> _Requirement_:
Return the data below unchanged, without images.
** Opening Exercise material block **
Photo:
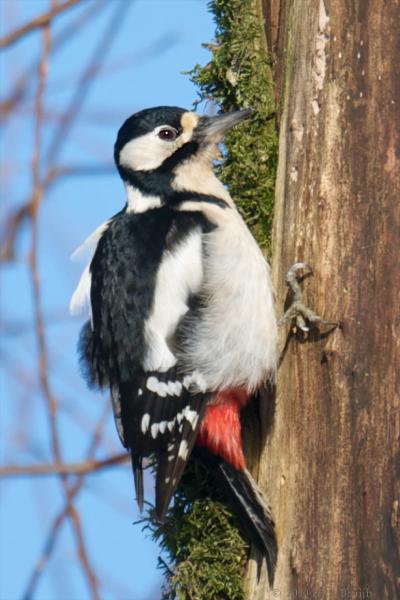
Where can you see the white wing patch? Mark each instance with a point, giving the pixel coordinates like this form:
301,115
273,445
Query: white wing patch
80,301
179,276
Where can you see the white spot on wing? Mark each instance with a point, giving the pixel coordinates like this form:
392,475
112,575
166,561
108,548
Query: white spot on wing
145,423
162,426
191,416
80,301
156,386
183,450
138,202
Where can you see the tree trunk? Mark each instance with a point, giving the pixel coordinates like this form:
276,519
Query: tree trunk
329,464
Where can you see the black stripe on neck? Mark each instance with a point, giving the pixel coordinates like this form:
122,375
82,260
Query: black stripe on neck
158,182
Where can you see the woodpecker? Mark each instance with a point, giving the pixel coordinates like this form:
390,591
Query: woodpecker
182,326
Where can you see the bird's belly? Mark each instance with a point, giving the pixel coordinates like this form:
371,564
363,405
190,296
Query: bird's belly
232,339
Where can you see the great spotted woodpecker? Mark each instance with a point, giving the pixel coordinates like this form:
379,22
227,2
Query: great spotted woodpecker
182,322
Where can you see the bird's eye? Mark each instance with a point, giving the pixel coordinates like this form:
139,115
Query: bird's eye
167,134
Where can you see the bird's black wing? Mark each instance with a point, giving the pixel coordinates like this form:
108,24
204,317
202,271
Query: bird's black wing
157,408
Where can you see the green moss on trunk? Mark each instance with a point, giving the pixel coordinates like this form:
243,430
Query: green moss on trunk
239,76
206,556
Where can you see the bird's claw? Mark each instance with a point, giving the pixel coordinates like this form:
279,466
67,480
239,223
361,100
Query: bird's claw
298,313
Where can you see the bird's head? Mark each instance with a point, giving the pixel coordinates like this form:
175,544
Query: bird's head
160,138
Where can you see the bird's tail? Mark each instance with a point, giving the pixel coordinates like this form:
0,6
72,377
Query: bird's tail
250,507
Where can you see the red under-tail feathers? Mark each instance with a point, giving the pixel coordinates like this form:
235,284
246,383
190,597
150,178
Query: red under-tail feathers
220,430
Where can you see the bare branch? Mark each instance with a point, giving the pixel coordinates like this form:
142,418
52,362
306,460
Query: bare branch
41,21
83,468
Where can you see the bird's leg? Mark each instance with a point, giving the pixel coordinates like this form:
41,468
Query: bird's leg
298,312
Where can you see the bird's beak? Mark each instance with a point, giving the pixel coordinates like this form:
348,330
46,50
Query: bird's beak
213,129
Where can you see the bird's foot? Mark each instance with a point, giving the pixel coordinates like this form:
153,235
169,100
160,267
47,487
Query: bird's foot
298,313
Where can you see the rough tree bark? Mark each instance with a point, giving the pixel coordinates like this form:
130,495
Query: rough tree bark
330,465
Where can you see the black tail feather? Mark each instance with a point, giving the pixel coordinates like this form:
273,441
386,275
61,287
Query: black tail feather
137,469
250,507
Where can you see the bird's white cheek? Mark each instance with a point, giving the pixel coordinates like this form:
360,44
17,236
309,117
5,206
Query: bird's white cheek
145,153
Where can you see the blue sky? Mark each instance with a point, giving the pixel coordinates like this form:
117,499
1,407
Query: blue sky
154,41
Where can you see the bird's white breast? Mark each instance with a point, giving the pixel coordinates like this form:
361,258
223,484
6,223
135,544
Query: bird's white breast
233,342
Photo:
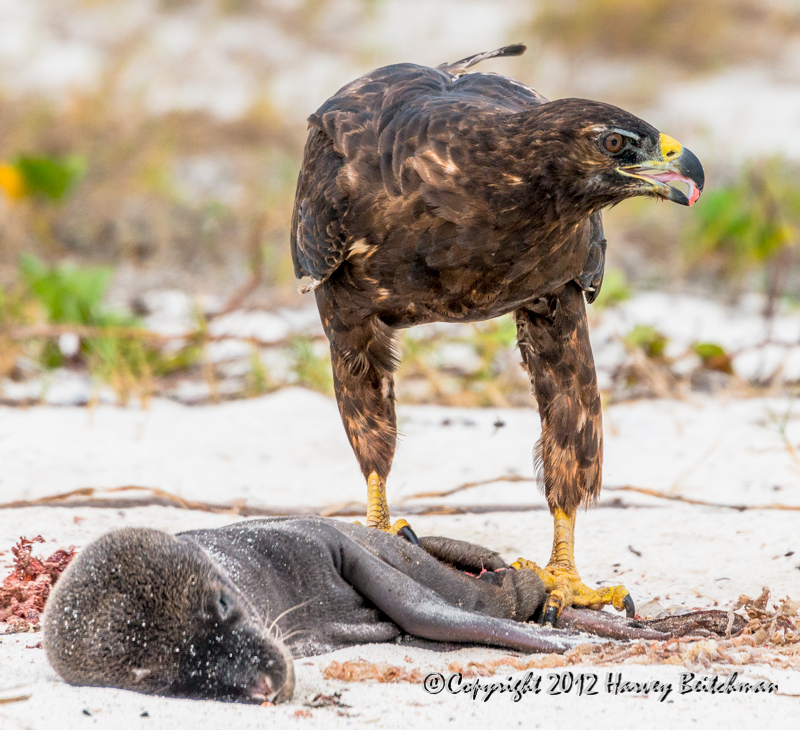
** Closing Exercise material block **
> _Exercise result_:
Photo:
Where can you see the white wing patch? Mark each instance with a point, giving the pixel coordinates like this form:
301,115
273,445
Query: white wing patch
80,301
179,276
Where can you see the white spot on wing? Mark each instance with a point, giving the pixel coordinates like this form:
392,475
112,575
166,561
108,548
Query: white spot on wing
145,423
162,426
191,416
80,301
156,386
183,450
138,202
Where can you see the tree trunk? Mark each instance with a point, giving the pixel coordinates like this form:
276,519
Query: tree trunk
329,464
Where can you see the black stripe on neck? Mark each instance with a point, giving the pixel coordinates like this form:
122,375
82,260
Query: black stripe on neck
158,182
Where can you see the woodpecker? Mark each instance with a point, giving the pixel coordinates like this form:
390,591
Query: woodpecker
182,326
Where can you see the bird's belly? Mark each instance with a point, giving the pixel coordinates like this form:
371,564
363,405
190,296
Query: bird's belly
232,339
Where can you see the great spotted woodpecker? Mark each instance with a point, giving the pixel coordinates like this form:
379,22
227,2
Query: great spotted woodpecker
182,322
Where can you see the bird's eye? Mark each instance with a point, giving the pixel coordinates like this form:
139,115
Query: bird's eye
167,134
Where can you see the bird's black wing? Mark each instance with a point, giving the pixel coordinates like this form:
108,24
204,317
202,271
Query: bird's black wing
157,408
Where can you see the green moss on trunk? Mark each instance with a point, giving the pixel coordinates like this form:
243,430
Query: green moss on trunk
239,76
206,556
Where can you see the bird's claw? Mark each instance with a point, giving the pixel coordinates like this form:
279,466
67,480
239,223
361,100
Query: bird's claw
298,313
Where can you see the bird's head? Mark each instance with a point, giving the pixel coordinates like this form:
175,544
Query: bird's head
160,138
Where can you see the bird's tail? Mark each instance with a point, giving the pixel coordinates like this form:
0,6
72,377
Query: bird's tail
250,507
Where can you see the red under-tail feathers? Mark each instance with a point, giving the pixel coordinates like this form:
235,284
246,383
190,597
150,178
Query: red under-tail feathers
220,430
Where can you see the bare branch? Mark each instance with a point, giving the pixel coordinates like this form:
142,418
52,362
306,460
Query: bare branch
41,21
83,468
Where can you see the bird's leg? Mark each instance with a point, giving the pixel coordinates like this form:
41,468
Query: bird's leg
298,312
Where can you see the bird's beak? Mark each instance with a point, giving the pixel coordinates like this form:
348,330
46,50
Query: bird's beak
213,129
Where can you see the bird's foot? Mark each instance with a point, giving the pixel coordinates like this form:
153,235
169,100
160,267
47,487
Query: bird's foot
298,313
Where can you see the rough tree bark? Mark each instance with a point, giving the pixel coordinates like this form:
130,495
Query: rough tree bark
330,465
Where can you see the black tail feather? Mark each instance with a point, giving the pixel coordinates like this form:
273,441
386,275
61,287
Query: black tail feather
137,469
250,507
Where can you see the bird's white cheek? Mark each instance with a point, giving the pixel coordinates like this form:
360,44
17,236
309,117
5,206
Query: bird's white cheek
145,153
Where can you see the blue sky? Mark each instance with a point, giving the pixel coordinates like this form:
117,499
1,407
Query: blue sky
154,41
Where can you see the bird's white breast? Mark each instance with a point, giving the pixel coordinates like this form:
361,258
223,484
6,223
135,544
Query: bird's white breast
233,342
Photo:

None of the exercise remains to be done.